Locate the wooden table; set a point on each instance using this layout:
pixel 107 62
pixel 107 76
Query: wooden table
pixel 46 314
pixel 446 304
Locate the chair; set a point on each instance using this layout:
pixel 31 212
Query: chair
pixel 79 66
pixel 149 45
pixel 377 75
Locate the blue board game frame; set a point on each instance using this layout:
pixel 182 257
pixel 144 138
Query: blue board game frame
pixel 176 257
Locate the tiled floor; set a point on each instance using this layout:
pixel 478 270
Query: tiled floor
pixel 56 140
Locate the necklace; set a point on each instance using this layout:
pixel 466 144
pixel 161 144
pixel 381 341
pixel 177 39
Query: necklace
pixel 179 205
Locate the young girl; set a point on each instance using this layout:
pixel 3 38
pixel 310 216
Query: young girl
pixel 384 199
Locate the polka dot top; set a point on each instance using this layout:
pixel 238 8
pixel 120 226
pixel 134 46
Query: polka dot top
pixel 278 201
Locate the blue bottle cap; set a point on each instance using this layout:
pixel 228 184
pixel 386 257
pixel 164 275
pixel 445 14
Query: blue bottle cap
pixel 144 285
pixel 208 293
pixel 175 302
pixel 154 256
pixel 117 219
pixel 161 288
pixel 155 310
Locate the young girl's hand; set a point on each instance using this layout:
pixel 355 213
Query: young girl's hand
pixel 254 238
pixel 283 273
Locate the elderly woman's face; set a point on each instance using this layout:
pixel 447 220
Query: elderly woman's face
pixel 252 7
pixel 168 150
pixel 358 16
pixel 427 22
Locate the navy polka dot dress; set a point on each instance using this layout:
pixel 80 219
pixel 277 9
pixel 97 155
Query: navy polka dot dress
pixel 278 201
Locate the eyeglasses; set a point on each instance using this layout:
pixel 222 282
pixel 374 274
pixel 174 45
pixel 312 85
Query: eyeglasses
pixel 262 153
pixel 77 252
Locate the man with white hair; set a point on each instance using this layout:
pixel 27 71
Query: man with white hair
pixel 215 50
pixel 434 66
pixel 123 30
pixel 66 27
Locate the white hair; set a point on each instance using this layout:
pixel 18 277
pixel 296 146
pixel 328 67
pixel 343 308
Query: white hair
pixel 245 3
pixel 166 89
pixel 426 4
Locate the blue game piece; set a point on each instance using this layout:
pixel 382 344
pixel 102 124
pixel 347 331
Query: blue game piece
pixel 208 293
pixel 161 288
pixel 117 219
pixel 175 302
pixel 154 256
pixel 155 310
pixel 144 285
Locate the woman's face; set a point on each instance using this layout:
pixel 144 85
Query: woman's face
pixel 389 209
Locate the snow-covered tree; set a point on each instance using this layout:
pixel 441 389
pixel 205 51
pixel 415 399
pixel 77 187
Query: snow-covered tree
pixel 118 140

#####

# Written request
Put every line of the material above into a Markdown table with the columns Row and Line, numbering the rows in order and leaving out any blank lines.

# Solved problem
| Row | Line |
|---|---|
| 1 | Locate the wooden table; set a point on each instance using this layout: |
| 2 | pixel 107 62 |
| 3 | pixel 107 76 |
| 4 | Query: wooden table |
| 5 | pixel 46 314 |
| 6 | pixel 446 304 |
| 7 | Locate the chair; set a point on each instance using this layout: |
| 8 | pixel 31 212 |
| 9 | Query: chair |
| 10 | pixel 79 66 |
| 11 | pixel 149 45 |
| 12 | pixel 377 75 |
| 13 | Locate the blue board game frame; set a point on each instance using this layout: |
| 14 | pixel 182 257 |
| 15 | pixel 144 138 |
| 16 | Query: blue board game frame |
| 17 | pixel 176 257 |
| 18 | Locate the tiled floor; set a point on each instance using this layout: |
| 19 | pixel 478 270 |
| 20 | Query: tiled floor |
| 21 | pixel 56 140 |
| 22 | Locate the necklace; set a point on each instance using this layout: |
| 23 | pixel 466 144 |
| 24 | pixel 161 144 |
| 25 | pixel 381 341 |
| 26 | pixel 177 39 |
| 27 | Query: necklace |
| 28 | pixel 179 205 |
| 29 | Locate the young girl; set a point on each instance using this layout: |
| 30 | pixel 3 38 |
| 31 | pixel 310 216 |
| 32 | Query: young girl |
| 33 | pixel 384 199 |
| 34 | Locate the polka dot top; set a point on each instance using this layout: |
| 35 | pixel 238 8 |
| 36 | pixel 120 226 |
| 37 | pixel 134 46 |
| 38 | Query: polka dot top |
| 39 | pixel 278 201 |
| 40 | Locate the blue bottle cap; set a point on each instance using this layout: |
| 41 | pixel 228 184 |
| 42 | pixel 386 257 |
| 43 | pixel 164 275 |
| 44 | pixel 445 14 |
| 45 | Query: blue bottle cap |
| 46 | pixel 144 285 |
| 47 | pixel 208 293 |
| 48 | pixel 175 302 |
| 49 | pixel 154 256 |
| 50 | pixel 117 219 |
| 51 | pixel 161 288 |
| 52 | pixel 155 310 |
| 53 | Locate the young girl's hand; set a point on each instance using this layout: |
| 54 | pixel 355 213 |
| 55 | Query: young girl's hand |
| 56 | pixel 254 238 |
| 57 | pixel 283 273 |
| 58 | Locate the elderly woman's face; set a point on each instance using this layout: |
| 59 | pixel 447 220 |
| 60 | Query: elderly woman's face |
| 61 | pixel 252 7 |
| 62 | pixel 168 150 |
| 63 | pixel 358 16 |
| 64 | pixel 427 22 |
| 65 | Locate the navy polka dot dress; set a point on each instance using this layout: |
| 66 | pixel 80 219 |
| 67 | pixel 277 9 |
| 68 | pixel 97 155 |
| 69 | Query: navy polka dot dress |
| 70 | pixel 278 201 |
| 71 | Locate the eyeglasses; set a point on each instance using this layout: |
| 72 | pixel 222 282 |
| 73 | pixel 374 274 |
| 74 | pixel 174 45 |
| 75 | pixel 312 85 |
| 76 | Query: eyeglasses |
| 77 | pixel 262 153 |
| 78 | pixel 77 252 |
| 79 | Locate the man with white hair; set a point on each instance using this layout: |
| 80 | pixel 27 71 |
| 81 | Query: man with white hair |
| 82 | pixel 215 50 |
| 83 | pixel 434 66 |
| 84 | pixel 123 30 |
| 85 | pixel 66 27 |
| 86 | Locate the white hair; set a point on each instance using this layout: |
| 87 | pixel 18 277 |
| 88 | pixel 296 146 |
| 89 | pixel 328 67 |
| 90 | pixel 343 308 |
| 91 | Query: white hair |
| 92 | pixel 245 3 |
| 93 | pixel 166 89 |
| 94 | pixel 426 4 |
| 95 | Locate the blue game piece; set a point on each instance using this layout: |
| 96 | pixel 382 344 |
| 97 | pixel 102 124 |
| 98 | pixel 347 331 |
| 99 | Query: blue game piece |
| 100 | pixel 208 293 |
| 101 | pixel 161 288 |
| 102 | pixel 117 219 |
| 103 | pixel 175 302 |
| 104 | pixel 154 256 |
| 105 | pixel 155 310 |
| 106 | pixel 144 285 |
| 107 | Locate the woman's face; set a point on each instance using this layout: |
| 108 | pixel 144 85 |
| 109 | Query: woman's face |
| 110 | pixel 389 209 |
| 111 | Locate the snow-covered tree; set a point on each instance using this layout: |
| 112 | pixel 441 389 |
| 113 | pixel 205 51 |
| 114 | pixel 415 399 |
| 115 | pixel 77 187 |
| 116 | Query: snow-covered tree |
| 117 | pixel 118 140 |